===== DOCUMENT EXTRACT
And depending on the setup you are using, you might have to manage lets encrypt, authentication and authorization, secrets vaults, etc (here at least Disco manages the SSL certs for you)
If you are small enough, you are not going to be truly affected by downtime. If you are just a little bigger, a single hot spare is going to be sufficient.
The place where you get dinged is heavy growth in personnel and bandwidth. You end up needing to solve CPU bound activities quicker because it hurts the whole system. You need to start thinking about sticky round robin load balancing and other fun pieces.
This is where the cloud can allow you to trade money for velocity. Eventually, though, you will need to pay up.
That said, the average SaaS can go a long way with a single server per product.
Only if those man-days actually incur a marginal cost. If it's just employees you already have spending their time on things, then it's not worth factoring in because it's a cost you pay regardless.
For example, the "Bridging the Gap: Why Not Just Docker Compose?" section is a 1:1 copy of the points in the "Powerful simplicity" on the landing page - https://disco.cloud/
And this blog post is the (only) case study that they showcase on their main page.
- ...
I'm kidding :-)
==========
## SHORT EXERCISE
Give the part of the self-hosting discussion between "This is where" and "their main page.", inclusive, again, changing "velocity" to "speed".
===== COLLECTED DATA
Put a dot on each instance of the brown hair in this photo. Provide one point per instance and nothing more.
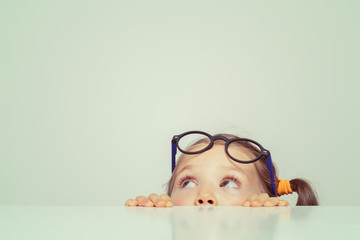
==========
## RESULT
This is where the cloud can allow you to trade money for speed. Eventually, though, you will need to pay up.
That said, the average SaaS can go a long way with a single server per product.
Only if those man-days actually incur a marginal cost. If it's just employees you already have spending their time on things, then it's not worth factoring in because it's a cost you pay regardless.
For example, the "Bridging the Gap: Why Not Just Docker Compose?" section is a 1:1 copy of the points in the "Powerful simplicity" on the landing page - https://disco.cloud/
And this blog post is the (only) case study that they showcase on their main page.